Your assignment:
Pictures aside, quote the whole listing exactly.

Working data:
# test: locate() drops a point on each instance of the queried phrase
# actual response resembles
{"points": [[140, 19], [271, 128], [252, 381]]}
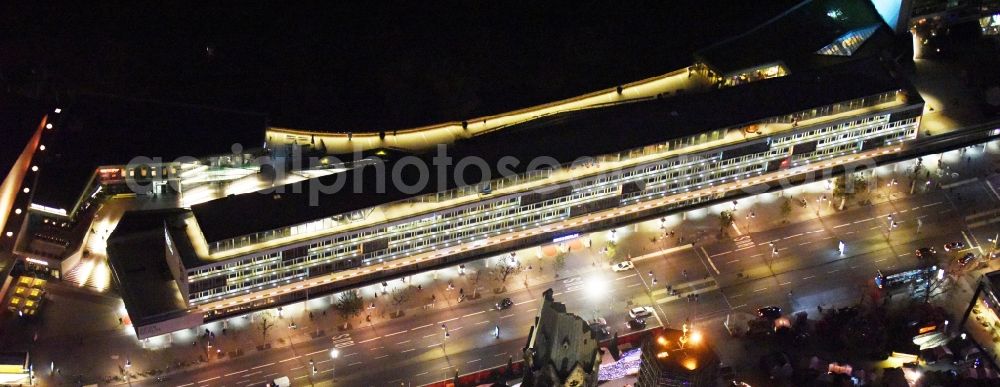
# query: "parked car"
{"points": [[769, 312], [636, 324], [505, 303], [925, 253], [641, 312], [956, 245], [623, 266]]}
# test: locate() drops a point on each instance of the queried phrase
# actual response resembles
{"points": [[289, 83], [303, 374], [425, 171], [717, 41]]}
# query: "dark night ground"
{"points": [[338, 66]]}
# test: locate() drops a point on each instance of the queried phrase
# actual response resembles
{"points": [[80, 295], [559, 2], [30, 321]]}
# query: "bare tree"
{"points": [[502, 271], [474, 279], [786, 208], [265, 321], [399, 297], [933, 286], [726, 220], [349, 304]]}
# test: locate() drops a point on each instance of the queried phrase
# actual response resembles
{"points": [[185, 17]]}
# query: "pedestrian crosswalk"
{"points": [[744, 242], [662, 296]]}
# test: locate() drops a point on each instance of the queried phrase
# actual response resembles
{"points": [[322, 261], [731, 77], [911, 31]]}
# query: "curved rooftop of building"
{"points": [[795, 36], [97, 130], [563, 137], [364, 66]]}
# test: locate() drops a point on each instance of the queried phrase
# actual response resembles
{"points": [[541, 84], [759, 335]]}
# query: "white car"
{"points": [[640, 312], [623, 266]]}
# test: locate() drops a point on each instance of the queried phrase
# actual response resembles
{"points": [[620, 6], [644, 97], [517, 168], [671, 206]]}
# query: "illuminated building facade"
{"points": [[340, 237]]}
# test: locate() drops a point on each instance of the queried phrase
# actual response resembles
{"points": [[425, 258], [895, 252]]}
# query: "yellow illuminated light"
{"points": [[695, 337]]}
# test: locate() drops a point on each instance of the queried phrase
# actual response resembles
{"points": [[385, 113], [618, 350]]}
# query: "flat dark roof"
{"points": [[564, 137], [103, 130], [137, 256], [794, 36]]}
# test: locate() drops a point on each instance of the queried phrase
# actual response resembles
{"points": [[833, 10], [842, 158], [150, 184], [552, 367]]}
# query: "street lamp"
{"points": [[334, 354]]}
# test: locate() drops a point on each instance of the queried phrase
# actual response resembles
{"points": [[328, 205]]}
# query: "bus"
{"points": [[898, 278]]}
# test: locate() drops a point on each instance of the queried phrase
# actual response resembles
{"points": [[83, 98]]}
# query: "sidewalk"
{"points": [[583, 255]]}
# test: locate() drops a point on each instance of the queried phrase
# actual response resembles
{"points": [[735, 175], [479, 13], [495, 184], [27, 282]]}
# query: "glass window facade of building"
{"points": [[659, 170]]}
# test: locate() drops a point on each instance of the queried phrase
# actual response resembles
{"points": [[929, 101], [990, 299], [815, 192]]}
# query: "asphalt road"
{"points": [[733, 275]]}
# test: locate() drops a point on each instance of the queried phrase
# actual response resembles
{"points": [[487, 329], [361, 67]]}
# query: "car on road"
{"points": [[925, 253], [956, 245], [636, 324], [505, 303], [600, 328], [640, 312], [769, 312], [623, 266]]}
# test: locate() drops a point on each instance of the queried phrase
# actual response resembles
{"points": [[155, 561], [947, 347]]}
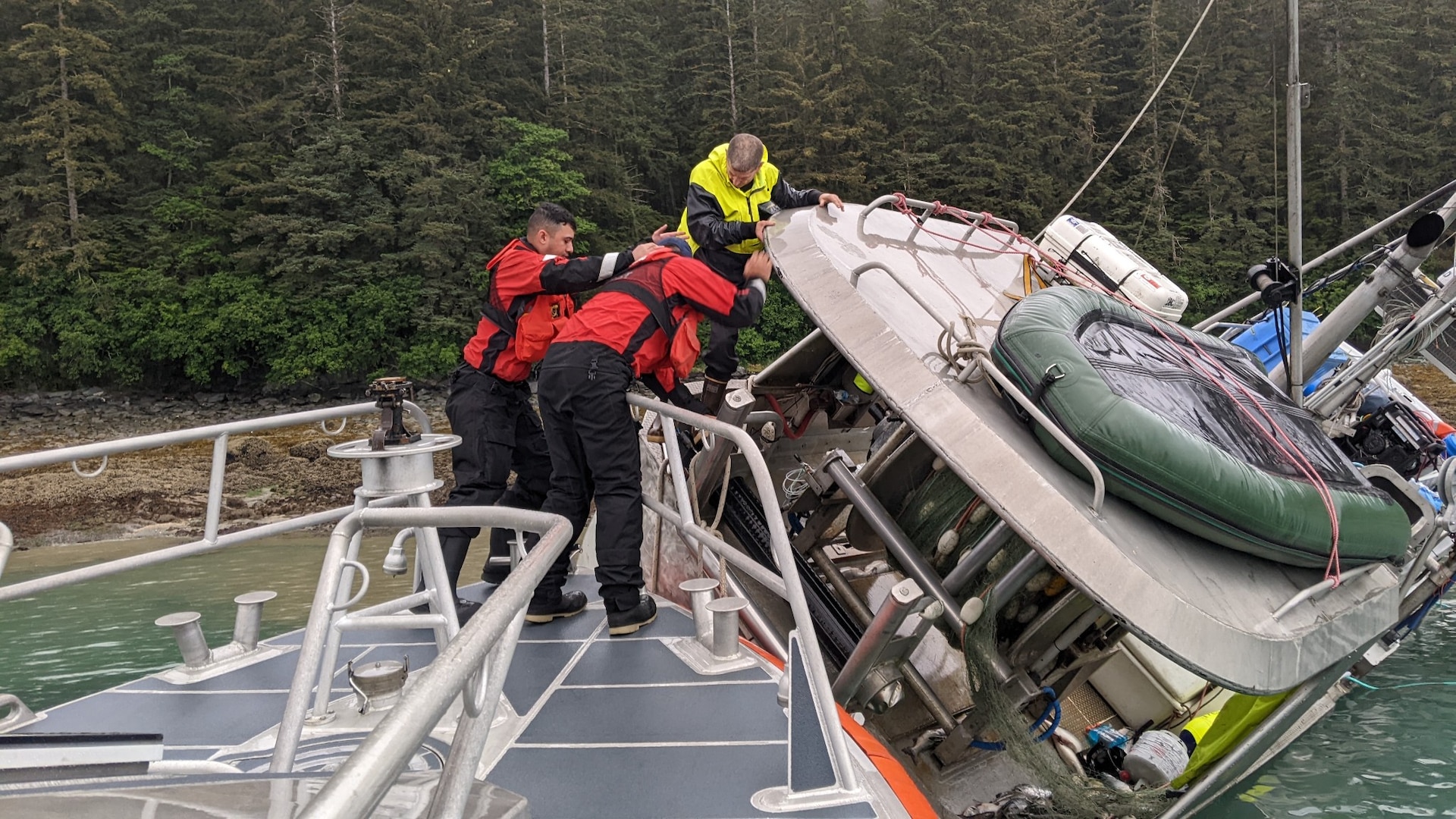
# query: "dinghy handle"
{"points": [[1323, 588], [1098, 484]]}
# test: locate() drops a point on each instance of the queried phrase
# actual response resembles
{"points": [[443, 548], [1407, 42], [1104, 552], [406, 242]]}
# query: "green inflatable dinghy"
{"points": [[1174, 444]]}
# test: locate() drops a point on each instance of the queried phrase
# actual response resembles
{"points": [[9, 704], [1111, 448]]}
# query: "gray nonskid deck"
{"points": [[609, 726]]}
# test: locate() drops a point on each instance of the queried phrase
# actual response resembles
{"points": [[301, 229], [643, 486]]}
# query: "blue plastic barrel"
{"points": [[1261, 340]]}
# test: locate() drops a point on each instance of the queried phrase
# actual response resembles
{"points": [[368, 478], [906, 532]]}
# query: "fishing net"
{"points": [[1072, 796], [937, 506]]}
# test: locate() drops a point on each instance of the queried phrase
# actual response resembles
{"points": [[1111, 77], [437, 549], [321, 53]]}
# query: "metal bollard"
{"points": [[701, 592], [249, 618], [726, 626], [190, 637]]}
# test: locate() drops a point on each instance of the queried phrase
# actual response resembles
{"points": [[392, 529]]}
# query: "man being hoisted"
{"points": [[731, 199], [641, 325], [529, 299]]}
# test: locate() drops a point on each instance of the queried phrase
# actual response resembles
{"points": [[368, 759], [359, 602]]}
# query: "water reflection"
{"points": [[1379, 752], [88, 637]]}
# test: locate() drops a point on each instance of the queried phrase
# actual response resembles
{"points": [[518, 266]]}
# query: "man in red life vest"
{"points": [[639, 325], [529, 299], [731, 200]]}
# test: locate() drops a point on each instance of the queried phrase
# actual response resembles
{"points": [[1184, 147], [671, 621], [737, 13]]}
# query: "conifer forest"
{"points": [[289, 193]]}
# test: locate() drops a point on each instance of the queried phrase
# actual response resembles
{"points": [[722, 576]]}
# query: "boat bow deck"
{"points": [[604, 727]]}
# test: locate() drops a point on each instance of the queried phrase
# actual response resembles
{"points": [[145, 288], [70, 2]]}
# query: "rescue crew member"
{"points": [[639, 325], [490, 401], [731, 199]]}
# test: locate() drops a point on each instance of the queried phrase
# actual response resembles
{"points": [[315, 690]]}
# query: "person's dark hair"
{"points": [[549, 216], [745, 152]]}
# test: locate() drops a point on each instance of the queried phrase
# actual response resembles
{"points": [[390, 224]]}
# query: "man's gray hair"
{"points": [[745, 152]]}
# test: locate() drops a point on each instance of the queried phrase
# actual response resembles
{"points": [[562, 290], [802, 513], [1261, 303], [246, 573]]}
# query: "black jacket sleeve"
{"points": [[573, 276], [786, 196], [677, 397], [707, 223]]}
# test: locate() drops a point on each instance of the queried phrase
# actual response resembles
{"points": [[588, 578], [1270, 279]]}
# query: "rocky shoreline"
{"points": [[164, 493]]}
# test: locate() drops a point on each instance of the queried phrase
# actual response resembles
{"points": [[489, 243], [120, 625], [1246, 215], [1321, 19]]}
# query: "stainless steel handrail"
{"points": [[928, 210], [359, 786], [6, 545], [792, 586]]}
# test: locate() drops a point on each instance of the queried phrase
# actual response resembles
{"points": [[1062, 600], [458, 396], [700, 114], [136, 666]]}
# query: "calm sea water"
{"points": [[1381, 752]]}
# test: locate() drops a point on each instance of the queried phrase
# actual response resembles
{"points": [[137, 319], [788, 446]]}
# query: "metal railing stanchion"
{"points": [[357, 787]]}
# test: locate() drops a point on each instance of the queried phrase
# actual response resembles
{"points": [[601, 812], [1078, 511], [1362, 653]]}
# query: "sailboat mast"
{"points": [[1294, 96]]}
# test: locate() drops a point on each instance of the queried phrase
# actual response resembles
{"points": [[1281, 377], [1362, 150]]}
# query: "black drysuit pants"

Result for this exercise:
# test: locate() drops a point on each instance of the queried phrase
# actual response resembles
{"points": [[140, 19], [271, 128], [252, 381]]}
# query: "parked car"
{"points": [[769, 312], [636, 324], [505, 303], [925, 253], [641, 312], [956, 245], [623, 266]]}
# test: locate() drops a point on each instance of the queried phrase
# actual response resembles
{"points": [[289, 83], [303, 374], [425, 171], [717, 41]]}
# query: "dark night ground"
{"points": [[338, 66]]}
# test: locate() drops a point on each instance of the queried phrase
# actual response resembles
{"points": [[80, 295], [559, 2], [30, 321]]}
# query: "bare tree"
{"points": [[502, 271], [474, 279], [786, 208], [265, 321], [399, 297], [933, 286], [726, 220], [349, 304]]}
# test: locate() drops a point on each instance of the queried phrase
# actual response resembles
{"points": [[185, 17]]}
# query: "pedestrian crosswalk"
{"points": [[744, 242], [662, 296]]}
# test: locate() drops a point on each instance of the queried phrase
# actual response resembles
{"points": [[322, 261], [731, 77], [911, 31]]}
# query: "curved rooftop of building"
{"points": [[795, 36], [97, 130], [563, 137], [364, 66]]}
# test: locate() drops a point on each instance of the queried phrase
# actual response resembles
{"points": [[541, 84], [759, 335]]}
# query: "white car"
{"points": [[640, 312], [623, 266]]}
# test: locate() drops a point on each instance of the queried phrase
# actual response resembles
{"points": [[620, 6], [644, 97], [517, 168], [671, 206]]}
# query: "illuminated building facade"
{"points": [[340, 237]]}
# test: locate() drops a point on each instance of the queried phrase
# actual response resembles
{"points": [[425, 258], [895, 252]]}
# query: "yellow illuminated light"
{"points": [[695, 337]]}
# test: locate() drops a point on each instance of the queried phrase
# actual response resembles
{"points": [[385, 113], [618, 350]]}
# query: "flat dark roof"
{"points": [[564, 137], [103, 130], [137, 256], [794, 36]]}
# test: locate() drops a point on each instance of the queried phrase
# actual response resembles
{"points": [[833, 10], [842, 158], [150, 184], [552, 367]]}
# query: "street lamp"
{"points": [[334, 354]]}
# test: locate() drops a point on each instance of the queried phrase
# actual response resembles
{"points": [[328, 205]]}
# query: "bus"
{"points": [[898, 278]]}
# test: locate() drops a point on each instance of the queried phrase
# actual response resembles
{"points": [[83, 98]]}
# query: "sidewalk"
{"points": [[583, 255]]}
# test: locate() drops a point on each instance of the queried phrase
# actual response resembles
{"points": [[735, 175], [479, 13], [495, 184], [27, 282]]}
# query: "glass window facade of building"
{"points": [[659, 170]]}
# test: locate() drops a point on each instance of the queried phrase
# actual response resembles
{"points": [[929, 101], [990, 299], [815, 192]]}
# query: "asphalt road"
{"points": [[733, 275]]}
# test: locate() drops a point on each instance of the queried phrase
# actual response resembles
{"points": [[487, 329], [361, 67]]}
# query: "car on road"
{"points": [[925, 253], [956, 245], [636, 324], [505, 303], [600, 328], [640, 312], [769, 312], [623, 266]]}
# test: locate() drops a point on each instance of the queried phrase
# actual response resembles
{"points": [[155, 561], [947, 347]]}
# query: "dinghy handle"
{"points": [[1323, 588], [1098, 484]]}
# test: locate() drops a point on each instance of the queried phrase
# actual response resembles
{"points": [[443, 548], [1407, 42], [1104, 552], [406, 242]]}
# query: "green inflatable dinghy"
{"points": [[1174, 444]]}
# test: locate() drops a point on each instance of the queried phrase
# actual response resembles
{"points": [[9, 704], [1111, 448]]}
# query: "gray nonskid deck"
{"points": [[609, 726]]}
# test: locate() drops a point on each instance of the queried phrase
# actual response resembles
{"points": [[301, 229], [643, 486]]}
# query: "blue plastic barrel"
{"points": [[1261, 340]]}
# test: locate() drops a point on each instance of the queried phrase
# actual response resembles
{"points": [[368, 478], [906, 532]]}
# query: "fishing net"
{"points": [[1072, 796], [937, 506]]}
# test: locate() drops a point on each instance of the queried phrase
# actual response resembles
{"points": [[1111, 77], [437, 549], [321, 53]]}
# query: "metal bollard"
{"points": [[701, 592], [249, 618], [726, 626], [190, 637]]}
# test: locate() drops a point on each instance of the queried phrase
# actual response resembles
{"points": [[392, 529]]}
# query: "man being hoisted"
{"points": [[731, 199], [641, 325], [529, 299]]}
# test: locate() drops a point on each instance of the queried phrase
# actual response resembles
{"points": [[368, 759], [359, 602]]}
# query: "water reflection"
{"points": [[1379, 752], [88, 637]]}
# test: locate() drops a point on each instance of the queried phrase
# actual response resembles
{"points": [[518, 266]]}
# query: "man in red life vest"
{"points": [[639, 325], [529, 299], [731, 200]]}
# test: locate() drops a point on each instance of the queried phrase
# actual response resembles
{"points": [[1184, 147], [671, 621], [737, 13]]}
# query: "conifer forest"
{"points": [[289, 193]]}
# test: locate() drops a point on each instance of the queried phrase
# actual response resembles
{"points": [[722, 576]]}
# query: "boat bow deck"
{"points": [[604, 727]]}
# test: locate() drops a point on each instance of the queried phrase
# actual response resembles
{"points": [[145, 288], [70, 2]]}
# query: "rescue crew member"
{"points": [[639, 325], [490, 401], [731, 199]]}
# test: locate() drops a point on each instance of the queried phrase
# actual response resembles
{"points": [[315, 690]]}
# query: "person's dark hair"
{"points": [[549, 216], [745, 152]]}
# test: locate() drops a point on each instance of the queried phrase
# actual response resembles
{"points": [[390, 224]]}
# query: "man's gray hair"
{"points": [[745, 152]]}
# test: locate() drops a point on each instance of the queried phrase
# actual response resembles
{"points": [[562, 290], [802, 513], [1261, 303], [246, 573]]}
# query: "black jacket sleeve"
{"points": [[573, 276], [786, 196], [677, 397], [707, 223]]}
# test: locate() drops a point on each instance of the queried phrase
# actual response resembles
{"points": [[588, 578], [1270, 279]]}
# query: "rocky shoreline"
{"points": [[164, 493]]}
# test: locate() drops a point on each instance of the queried phrase
# actual response resembles
{"points": [[489, 243], [120, 625], [1246, 215], [1321, 19]]}
# query: "stainless steel handrail"
{"points": [[928, 210], [359, 786], [6, 545], [792, 586]]}
# test: locate() drops a point on each instance of the queried phrase
# actual response resembles
{"points": [[1062, 600], [458, 396], [700, 114], [136, 666]]}
# query: "calm sea water"
{"points": [[1381, 752]]}
# test: locate() drops a point on each instance of the queried phrase
# actual response resembles
{"points": [[137, 319], [788, 446]]}
# query: "metal railing stanchion"
{"points": [[357, 787]]}
# test: locate() drops a point on each instance of the queried phrase
# actual response resembles
{"points": [[601, 812], [1078, 511], [1362, 653]]}
# query: "sailboat mast"
{"points": [[1294, 96]]}
# test: locate() drops a point on each instance of the queried phrase
# actual response resembles
{"points": [[1281, 377], [1362, 150]]}
# query: "black drysuit pants"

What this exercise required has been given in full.